### Given exercise
Quote the following records verbatim, line by line, leaving nothing out.

--- Start ---

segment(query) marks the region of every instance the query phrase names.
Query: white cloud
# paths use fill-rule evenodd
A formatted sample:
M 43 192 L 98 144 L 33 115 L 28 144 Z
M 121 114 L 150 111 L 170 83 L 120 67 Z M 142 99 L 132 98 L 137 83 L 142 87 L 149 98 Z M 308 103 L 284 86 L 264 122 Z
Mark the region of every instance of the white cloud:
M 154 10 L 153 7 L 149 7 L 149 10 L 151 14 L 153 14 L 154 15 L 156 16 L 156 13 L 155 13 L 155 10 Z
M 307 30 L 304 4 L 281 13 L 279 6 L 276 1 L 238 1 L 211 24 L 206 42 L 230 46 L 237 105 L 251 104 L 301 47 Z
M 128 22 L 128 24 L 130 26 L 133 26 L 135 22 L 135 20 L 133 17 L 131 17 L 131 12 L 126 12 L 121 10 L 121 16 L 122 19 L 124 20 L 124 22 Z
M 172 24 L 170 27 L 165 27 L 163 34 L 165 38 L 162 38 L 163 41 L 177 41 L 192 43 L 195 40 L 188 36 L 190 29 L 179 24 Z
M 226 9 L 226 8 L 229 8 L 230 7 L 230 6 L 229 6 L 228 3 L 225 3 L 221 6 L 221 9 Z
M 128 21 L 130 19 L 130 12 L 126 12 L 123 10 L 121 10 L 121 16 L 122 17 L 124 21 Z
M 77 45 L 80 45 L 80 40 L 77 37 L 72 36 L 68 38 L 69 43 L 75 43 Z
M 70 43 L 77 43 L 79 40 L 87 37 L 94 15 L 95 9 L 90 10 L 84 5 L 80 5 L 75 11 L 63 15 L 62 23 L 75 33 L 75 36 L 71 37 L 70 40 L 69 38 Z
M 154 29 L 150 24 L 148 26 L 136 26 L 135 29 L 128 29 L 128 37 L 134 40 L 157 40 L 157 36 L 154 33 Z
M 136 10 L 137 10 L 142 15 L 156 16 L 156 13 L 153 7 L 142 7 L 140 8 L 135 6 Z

--- End ---

### Correct response
segment(query) marks the region of every instance the query phrase names.
Query: white cloud
# paths use fill-rule evenodd
A formatted sample:
M 43 192 L 98 144 L 33 115 L 28 144 Z
M 121 114 L 150 111 L 170 83 L 120 67 Z M 142 99 L 132 98 L 137 83 L 142 87 L 149 98 Z M 308 103 L 284 86 L 264 122 Z
Mark the region of every instance of the white cloud:
M 154 10 L 153 7 L 149 7 L 149 10 L 151 14 L 153 14 L 154 15 L 156 16 L 156 13 L 155 13 L 155 10 Z
M 307 30 L 304 4 L 281 13 L 279 6 L 276 1 L 238 1 L 211 24 L 206 42 L 230 46 L 237 105 L 251 104 L 301 47 Z
M 128 22 L 128 24 L 130 26 L 133 26 L 135 22 L 135 20 L 133 17 L 131 17 L 131 12 L 126 12 L 121 10 L 121 16 L 122 19 L 124 20 L 124 22 Z
M 172 24 L 170 27 L 165 27 L 163 34 L 165 38 L 162 38 L 163 41 L 177 41 L 192 43 L 195 40 L 188 36 L 190 29 L 179 24 Z
M 226 9 L 226 8 L 229 8 L 230 7 L 230 6 L 229 6 L 228 3 L 225 3 L 221 6 L 221 9 Z
M 128 21 L 130 19 L 130 12 L 126 12 L 123 10 L 121 10 L 121 16 L 122 17 L 124 21 Z
M 77 45 L 80 45 L 80 40 L 77 37 L 72 36 L 68 38 L 69 43 L 75 43 Z
M 70 43 L 77 43 L 79 40 L 87 37 L 94 15 L 95 9 L 90 10 L 84 5 L 80 5 L 75 11 L 63 15 L 62 23 L 75 33 L 75 36 L 71 37 L 70 40 L 69 38 Z
M 154 29 L 150 24 L 148 26 L 136 26 L 135 29 L 128 29 L 128 37 L 134 40 L 157 40 L 157 36 L 154 33 Z
M 136 10 L 137 10 L 142 15 L 156 16 L 156 13 L 153 7 L 142 7 L 140 8 L 135 6 Z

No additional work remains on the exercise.